Given text:
# Female Wolf Cichlid



## Marconi (Oct 7, 2013)

Quick video of one of my female wolfs.


----------



## Marconi (Oct 7, 2013)

sorry trying to embed the video


----------



## Marconi (Oct 7, 2013)

[youtube][/youtube]


----------



## Pseudeotropheus BB (Jan 24, 2013)

Beautiful fish Marcus and I mean all of them. How many tanks do you have?


----------



## Marconi (Oct 7, 2013)

Pseudeotropheus BB said:


> Beautiful fish Marcus and I mean all of them. How many tanks do you have?


Thank you very much....I have 18 tanks right now ;p Its such a great hobby...but just way to many species to keep lol.


----------



## Marconi (Oct 7, 2013)

Eureka! LOL!


----------



## mlancaster (Jul 24, 2009)

Hi Marconi,

How does she do with the African cichlids? Do you plan to move her once she gets bigger? Do the males have that yellow coloration?

Thank you for sharing; that is a great video.

Thanks,
Matt


----------



## Marconi (Oct 7, 2013)

mlancaster said:


> Hi Marconi,
> 
> How does she do with the African cichlids? Do you plan to move her once she gets bigger? Do the males have that yellow coloration?
> 
> ...

Short exercise: According to the thread about the female wolf cichlid, how many tanks does Marconi currently have? The entries that follow have no connection to the thread above.

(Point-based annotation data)
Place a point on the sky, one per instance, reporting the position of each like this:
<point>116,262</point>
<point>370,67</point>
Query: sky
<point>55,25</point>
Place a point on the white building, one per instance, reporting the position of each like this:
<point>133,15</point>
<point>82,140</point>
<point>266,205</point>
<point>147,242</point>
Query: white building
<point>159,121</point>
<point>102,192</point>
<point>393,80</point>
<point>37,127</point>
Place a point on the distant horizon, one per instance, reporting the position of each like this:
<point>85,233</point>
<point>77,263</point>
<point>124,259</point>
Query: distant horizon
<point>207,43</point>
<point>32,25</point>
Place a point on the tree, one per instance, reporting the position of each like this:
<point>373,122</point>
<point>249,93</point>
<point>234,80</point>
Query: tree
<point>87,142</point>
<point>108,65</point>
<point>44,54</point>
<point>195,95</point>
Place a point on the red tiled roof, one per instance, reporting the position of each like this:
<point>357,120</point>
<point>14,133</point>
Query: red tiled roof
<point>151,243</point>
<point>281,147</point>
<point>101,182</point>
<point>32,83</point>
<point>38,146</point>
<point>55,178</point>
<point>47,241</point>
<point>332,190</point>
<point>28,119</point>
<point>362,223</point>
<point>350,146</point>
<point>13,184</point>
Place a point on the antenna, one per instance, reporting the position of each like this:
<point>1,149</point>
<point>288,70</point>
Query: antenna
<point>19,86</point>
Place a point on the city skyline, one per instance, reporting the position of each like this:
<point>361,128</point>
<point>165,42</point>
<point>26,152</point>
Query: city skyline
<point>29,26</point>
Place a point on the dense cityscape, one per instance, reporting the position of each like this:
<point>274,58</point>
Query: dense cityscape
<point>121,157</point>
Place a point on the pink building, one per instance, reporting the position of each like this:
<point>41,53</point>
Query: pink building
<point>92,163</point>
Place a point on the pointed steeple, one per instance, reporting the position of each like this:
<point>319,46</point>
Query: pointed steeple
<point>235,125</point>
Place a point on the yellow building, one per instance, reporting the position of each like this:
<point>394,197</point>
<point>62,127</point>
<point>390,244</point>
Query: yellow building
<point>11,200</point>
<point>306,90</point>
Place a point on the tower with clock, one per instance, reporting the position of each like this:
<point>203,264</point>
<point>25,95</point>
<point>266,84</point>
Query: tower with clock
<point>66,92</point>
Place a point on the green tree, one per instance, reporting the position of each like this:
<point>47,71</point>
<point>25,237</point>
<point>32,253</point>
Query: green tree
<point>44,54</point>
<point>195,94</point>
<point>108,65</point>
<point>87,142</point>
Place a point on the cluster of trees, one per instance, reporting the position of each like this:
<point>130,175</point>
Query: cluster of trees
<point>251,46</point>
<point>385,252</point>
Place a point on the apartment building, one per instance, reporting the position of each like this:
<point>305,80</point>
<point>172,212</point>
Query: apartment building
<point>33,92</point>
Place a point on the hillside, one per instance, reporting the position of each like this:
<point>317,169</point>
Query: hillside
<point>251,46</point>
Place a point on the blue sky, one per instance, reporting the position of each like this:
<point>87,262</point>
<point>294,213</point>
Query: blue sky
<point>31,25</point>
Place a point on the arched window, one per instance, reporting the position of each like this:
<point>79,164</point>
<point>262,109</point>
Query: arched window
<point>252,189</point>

Complete response: 18 tanks.